- [Source extract]
----

19 July 2016

Government defends decision to retrospectively change student loan terms in parliamentary debate

Yesterday, MPs gathered at Westminster to debate the government’s decision to make  changes to student loan terms. Here’s what you need to know.

As most students will be well aware by now, the government recently revealed plans to make a pretty hefty change to the official terms of plan 2 student loans (2012 and later).

The change, which will see the amount that graduates need to be earning before they start repaying their student loan frozen at £21,000, would result in them having to repay hundreds more, and in the case of lower-income graduates, potentially thousands over the lifetime of their loan.

Although MPs weren’t originally allowed to vote on the change, the government consulted a panel of experts before making their decision – and were overwhelmingly advised against making the move (84% of those asked said it was a bad idea!) but they went ahead with it anyway.

We tried to warn students that the government could make changes to the terms at any time if they wanted to back in 2011 in our Big Fat Guide to Student Finance but young people were consistently told that changes wouldn’t happen, even by schools.

A petition against the change was put together by Alex True, a 22-year-old Engineering Student from Durham University, in the hope that if MPs had a chance to discuss the retrospective changes in parliament, they might not go ahead.

The discussion made it to parliament yesterday, and whilst a lot was said in support of students and against the changes, it seemed to us more like an opportunity for Universities Minister, Jo Johnson, to defend the decision to make the changes than anything else.

We watched the entire debate, and we’ll be honest – it wasn’t the most riveting watch (but that’s why we’ve condensed it for you!).

So what happened in the debate?

ball-loansThe room was made up almost entirely by MPs there to argue against the retrospective changes, and on the opposite side, Universities Minister Jo Johnson representing the government in defence of the change. Awkward!

Labour MP for Warrington North, Helen Jones, opened the debate by pointing out that the government snuck this change through in the last budget without saying much of anything about it, so it’s taken a while for students to catch on to what’s happening.

In fact, if it weren’t for sites like Save the Student informing students about these matters, as well as university professors speaking out against the changes and one particular letter from a graduate complaining about the loan terms going viral (despite being factually incorrect), we wonder if students would have been informed about the matter at all.

As one MP said, undergraduate students have been hoodwinked.

What you need to know: In a nutshell

  • It’s estimated that government will make an extra £3.2billion over the lifetime of the loans with the change in place.

----

- [Region pointing data]

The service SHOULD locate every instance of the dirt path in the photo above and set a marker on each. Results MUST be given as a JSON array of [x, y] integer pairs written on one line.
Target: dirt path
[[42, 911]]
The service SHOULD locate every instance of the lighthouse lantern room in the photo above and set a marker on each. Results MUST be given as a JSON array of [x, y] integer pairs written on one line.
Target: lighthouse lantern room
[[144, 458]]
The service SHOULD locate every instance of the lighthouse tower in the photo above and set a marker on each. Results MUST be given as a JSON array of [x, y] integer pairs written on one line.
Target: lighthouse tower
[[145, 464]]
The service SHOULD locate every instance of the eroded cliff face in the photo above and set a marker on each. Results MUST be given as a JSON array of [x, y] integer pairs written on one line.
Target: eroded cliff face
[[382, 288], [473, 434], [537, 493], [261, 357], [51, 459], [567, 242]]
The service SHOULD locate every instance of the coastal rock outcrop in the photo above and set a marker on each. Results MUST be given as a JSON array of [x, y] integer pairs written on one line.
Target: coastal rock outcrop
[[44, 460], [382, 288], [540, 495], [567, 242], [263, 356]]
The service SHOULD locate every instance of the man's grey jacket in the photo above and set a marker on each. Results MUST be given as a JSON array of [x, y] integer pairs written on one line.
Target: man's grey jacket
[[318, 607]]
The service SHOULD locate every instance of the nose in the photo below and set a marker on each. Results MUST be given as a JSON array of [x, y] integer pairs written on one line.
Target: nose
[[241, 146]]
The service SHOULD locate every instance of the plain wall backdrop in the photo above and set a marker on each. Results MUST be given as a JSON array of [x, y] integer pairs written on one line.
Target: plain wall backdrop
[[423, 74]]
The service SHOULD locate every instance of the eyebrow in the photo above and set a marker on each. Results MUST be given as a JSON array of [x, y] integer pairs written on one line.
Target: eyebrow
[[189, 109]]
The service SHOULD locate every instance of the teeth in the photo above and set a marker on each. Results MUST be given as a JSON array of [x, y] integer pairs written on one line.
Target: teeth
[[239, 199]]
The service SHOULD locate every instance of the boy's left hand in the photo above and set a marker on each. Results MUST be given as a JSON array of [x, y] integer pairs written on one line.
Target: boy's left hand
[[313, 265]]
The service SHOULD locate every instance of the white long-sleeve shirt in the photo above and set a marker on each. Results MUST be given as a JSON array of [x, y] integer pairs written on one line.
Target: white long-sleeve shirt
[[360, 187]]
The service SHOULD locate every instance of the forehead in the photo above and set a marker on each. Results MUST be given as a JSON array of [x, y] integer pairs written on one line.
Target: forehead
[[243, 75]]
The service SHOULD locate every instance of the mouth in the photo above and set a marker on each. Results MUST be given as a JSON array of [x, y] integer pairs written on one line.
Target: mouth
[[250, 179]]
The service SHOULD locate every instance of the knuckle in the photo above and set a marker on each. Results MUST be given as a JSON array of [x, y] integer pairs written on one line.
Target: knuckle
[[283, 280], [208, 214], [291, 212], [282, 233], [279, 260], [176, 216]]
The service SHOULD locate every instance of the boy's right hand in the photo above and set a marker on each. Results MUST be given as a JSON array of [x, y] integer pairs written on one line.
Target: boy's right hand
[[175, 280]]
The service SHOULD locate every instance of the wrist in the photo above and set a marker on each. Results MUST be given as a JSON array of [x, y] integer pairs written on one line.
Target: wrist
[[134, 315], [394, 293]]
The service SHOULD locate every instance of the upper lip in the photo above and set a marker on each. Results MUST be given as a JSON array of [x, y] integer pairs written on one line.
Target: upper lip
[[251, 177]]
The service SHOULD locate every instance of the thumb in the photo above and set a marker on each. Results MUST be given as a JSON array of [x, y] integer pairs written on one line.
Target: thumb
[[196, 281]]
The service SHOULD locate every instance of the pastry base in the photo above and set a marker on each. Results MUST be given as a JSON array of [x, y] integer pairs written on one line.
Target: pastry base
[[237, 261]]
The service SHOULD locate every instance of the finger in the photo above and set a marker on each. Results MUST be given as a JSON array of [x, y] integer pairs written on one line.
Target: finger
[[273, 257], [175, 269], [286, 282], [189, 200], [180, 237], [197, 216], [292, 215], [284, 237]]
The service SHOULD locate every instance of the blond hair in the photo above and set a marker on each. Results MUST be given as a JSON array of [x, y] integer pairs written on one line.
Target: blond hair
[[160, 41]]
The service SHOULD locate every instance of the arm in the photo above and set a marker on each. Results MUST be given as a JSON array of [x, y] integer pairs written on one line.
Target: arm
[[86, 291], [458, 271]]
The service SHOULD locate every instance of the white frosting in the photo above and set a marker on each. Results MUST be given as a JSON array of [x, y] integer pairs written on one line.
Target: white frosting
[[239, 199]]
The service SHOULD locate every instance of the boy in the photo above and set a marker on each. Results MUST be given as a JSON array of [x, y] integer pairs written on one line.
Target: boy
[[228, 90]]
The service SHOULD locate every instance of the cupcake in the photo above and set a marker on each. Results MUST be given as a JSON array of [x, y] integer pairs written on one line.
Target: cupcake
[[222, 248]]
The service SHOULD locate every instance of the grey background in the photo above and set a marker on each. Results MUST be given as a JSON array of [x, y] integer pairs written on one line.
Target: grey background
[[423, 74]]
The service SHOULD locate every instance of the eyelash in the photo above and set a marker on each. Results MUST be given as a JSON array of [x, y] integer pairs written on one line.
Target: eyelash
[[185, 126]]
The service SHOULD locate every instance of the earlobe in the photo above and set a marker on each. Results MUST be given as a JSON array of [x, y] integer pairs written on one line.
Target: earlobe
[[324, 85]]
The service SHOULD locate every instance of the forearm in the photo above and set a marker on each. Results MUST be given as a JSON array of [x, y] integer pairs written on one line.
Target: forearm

----

- [What the exercise asks] Return the part of the student loan article from "19 July 2016" down to "of their loan.", copied word for word. The records have no connection to the article.

- [Response area]
19 July 2016

Government defends decision to retrospectively change student loan terms in parliamentary debate

Yesterday, MPs gathered at Westminster to debate the government’s decision to make  changes to student loan terms. Here’s what you need to know.

As most students will be well aware by now, the government recently revealed plans to make a pretty hefty change to the official terms of plan 2 student loans (2012 and later).

The change, which will see the amount that graduates need to be earning before they start repaying their student loan frozen at £21,000, would result in them having to repay hundreds more, and in the case of lower-income graduates, potentially thousands over the lifetime of their loan.